Texto citado:
^^^^^^^^^^^^^^^^

Por Jorge Alexandre Alves*

Na medida em que o Sínodo para a Amazônia se aproxima, fazem cada vez mais barulho as vozes dissonantes ao Instrumentum laboris, e a todo processo de preparação deste momento da vida da Igreja. Tivemos dois sínodos onde possibilidades de mudanças concretas na vida da Igreja foram sorrateiramente silenciadas.Em não poucos lugares, poucas medidas práticas foram tomadas a partir das proposições sinodais e dos documentos papais nestas oportunidades.

Assim, nos vemos às vésperas de um terceiro sínodo em apenas 6 anos de pontificado de Francisco. Por si só, é muito significativo esse dado. Indica disposição para tornar a Igreja mais aberta a decisões tomadas de forma colegiada. Francisco atua como umPrimus Inter Pares, o primeiro entre iguais no episcopado. Ele não se enxerga como uma espécie de Pároco do Mundo, onde os bispos seriam seus meros vigários.Ao aprofundar os mecanismos de participação e consulta na vida eclesial, Bergoglio sinaliza que os resultados pastorais poderão ser muito diferentes em relação ao que se via anteriormente.

Mais do que apenas questões relativas a ação da Igreja em uma região tão significativa, o sínodo que se avizinha trata de questões urgentes.  Hoje vivemos um dramático causado por um modelo econômico que coloca em risco toda a obra da criação. A mensagem que o padres sinodais darão ao mundo em outubro próximo está diretamente relacionada não apenas ao futuro da Igreja e do cristianismo como grande tradição religiosa. Os ecos do Sínodo para a Amazônia estarão relacionados diretamente à sobrevivência da própria civilização humana e da vida da Terra enquanto organismo vivo.

Dessa forma, o provavelmente mais importante evento eclesial sob Francisco é estratégico para humanidade e decisivo na história contemporânea da Igreja. A preparação para o sínodo vem causando furor e reações destemperadas de seus detratores exatamente por causa da agenda que as comunidades amazônicas trouxeram durante o processo de consulta. Esses elementos estão expressos no instrumentum laboris, documento de consulta que pautará o debate dos padres sinodais, daqui a algumas semanas.

Este Sínodo do Bispos é resultado de um amplo percurso, meticulosamente concebido para ser o mais inclusivo, popular e democrático possível. Fruto de uma trajetória pré-sinodal de três anos. O documento de trabalho que servirá de base para os trabalhos sinodais é seu maior fruto até o presente momento. Por isso, aqueles que sempre afirmaram que A Igreja não é uma democracia torcem o nariz para a sua realização, desqualificando a participação de mais de 85 mil pessoas nesse caminho rumo a Outubro.

^^^^^^^^^^^^^^^^

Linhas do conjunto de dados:
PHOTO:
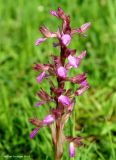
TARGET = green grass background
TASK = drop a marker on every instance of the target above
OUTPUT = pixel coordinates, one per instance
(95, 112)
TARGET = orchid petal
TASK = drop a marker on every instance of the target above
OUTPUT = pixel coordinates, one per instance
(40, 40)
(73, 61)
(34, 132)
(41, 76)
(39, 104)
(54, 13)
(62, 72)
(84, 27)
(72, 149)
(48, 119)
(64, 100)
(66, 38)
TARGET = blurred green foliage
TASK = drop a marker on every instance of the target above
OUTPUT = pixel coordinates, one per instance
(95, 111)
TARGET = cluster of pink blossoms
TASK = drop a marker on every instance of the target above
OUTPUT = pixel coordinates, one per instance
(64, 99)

^^^^^^^^^^^^^^^^

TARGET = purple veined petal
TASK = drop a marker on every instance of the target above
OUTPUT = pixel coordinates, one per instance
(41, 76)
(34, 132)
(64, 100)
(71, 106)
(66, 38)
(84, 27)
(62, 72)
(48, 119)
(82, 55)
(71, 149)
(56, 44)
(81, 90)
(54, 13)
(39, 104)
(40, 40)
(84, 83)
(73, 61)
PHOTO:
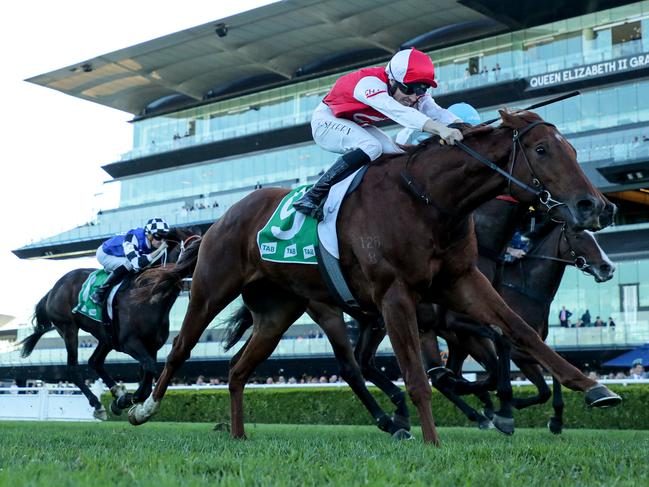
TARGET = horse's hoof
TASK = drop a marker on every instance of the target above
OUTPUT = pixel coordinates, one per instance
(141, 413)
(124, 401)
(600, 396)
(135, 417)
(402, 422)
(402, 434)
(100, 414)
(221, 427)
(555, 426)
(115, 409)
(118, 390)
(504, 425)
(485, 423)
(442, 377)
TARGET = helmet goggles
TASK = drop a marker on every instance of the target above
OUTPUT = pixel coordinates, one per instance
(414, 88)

^^^^^^^^^^^^^^^^

Tarefas a realizar:
[1] Segundo o texto citado, quantas pessoas participaram do caminho rumo ao Sínodo para a Amazônia?
[2] Indique os adjetivos que, de acordo com o texto citado, qualificam o modo como o percurso do Sínodo dos Bispos foi concebido.
A listagem não tem qualquer relação com esta atividade.

Respostas desenvolvidas:
[1] Mais de 85 mil pessoas.

[2] Inclusivo, popular e democrático.